## Stated task a
Condense the paragraph of the chirp analysis page that begins "It has the advantage over a stepped frequency sweep" into a short bulleted list that keeps its main facts.

## Source excerpt

+ + +

Chirp analysis - loudifier/chirplab GitHub Wiki
Chirp Analysis
Most of the audio processing in Chirplab is based around generation, capture, and analysis of exponentially-swept sine sweeps, often referred to as a "chirp", or "logchirp" becuase they have a linear frequency vs time graph when plotted on a logarithmic frequency scale.
Many audio metrics can be derived from different stimuli, like stepped frequency sweeps, MLS noise, linear chirps, or even arbitrary signals. Single sine tones, and by extension stepped frequency sweeeps, are the gold standard for high-precision measurement of frequency response and distortion, but acquiring a single frequency point of data is relatively slow and measuring a full frequency range with a high frequency resolution is prohibitively time consuming. Continuous sine sweeps allow you to measure a full frequency range with arbitrary resolution, but cannot be simply filtered or FFT'd to quantify the system's linear response, distortion, and noise.
In 2000, the audio industry saw a step change in testing capabilities with the publication of Angelo Farina's 2000 AES paper Simultaneous Measurement of Impulse Response and Distortion With a Swept-Sine Technique, which showed that a logchirp has unique properties that can be exploited to take measurements similar to a stepped frequency sweep in a fraction of the time. Since then you will sometimes see a logchirp referred to as a "Farina chirp" and its analysis referred to as the "Farina method". You should read the paper yourself, but this page serves as a simplified explanation of the Farina method.
So what makes a logchirp special? First, consider a linearly-swept sine sweep.
It has the advantage over a stepped frequency sweep of having a continuous frequency resolution, which allows you to measure a transfer function much faster. It also has a high crest factor spread over the length of the chirp and a well-controlled spectrum, which overcomes many of the limitations of measuring an impulse response directly with an actual impulse signal.
Probably the best feature of a linear chirp is that it has a white spectrum (equal power in equal bandwidth), so the frequency response of a system measured with a linear chirp is just the FFT spectrum of the response signal (after accounting for FFT scaling).
Unfortunately, a linear chirp spends little time at lower frequencies, resulting in poor SNR where noise tends to be worst. Extending the chirp to improve SNR at low frequencies results in unneccssarily long dwell time at high frequencies. (This can still be an issue with logchirps. There are some approaches to use different sweep rates for low and high frequencies, but that is currently out of scope for Chirplab)

+ + +

## Stated task b
Give the listing lines from the line with "find the green grass field" through the end of the listing as a Markdown table with the columns n and Line, leaving out blank lines.

Entries from a dataset:
+ + +

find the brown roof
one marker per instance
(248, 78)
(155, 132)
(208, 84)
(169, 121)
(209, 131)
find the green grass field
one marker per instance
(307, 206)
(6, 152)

+ + +

## Written answer a
- A linearly-swept sine sweep has continuous frequency resolution, unlike a stepped frequency sweep, so a transfer function can be measured much faster.
- It has a high crest factor spread over the length of the chirp.
- It has a well-controlled spectrum.
- These traits overcome many of the limitations of measuring an impulse response directly with an actual impulse signal.

## Written answer b
| n | Line |
|---|---|
| 1 | find the green grass field |
| 2 | one marker per instance |
| 3 | (307, 206) |
| 4 | (6, 152) |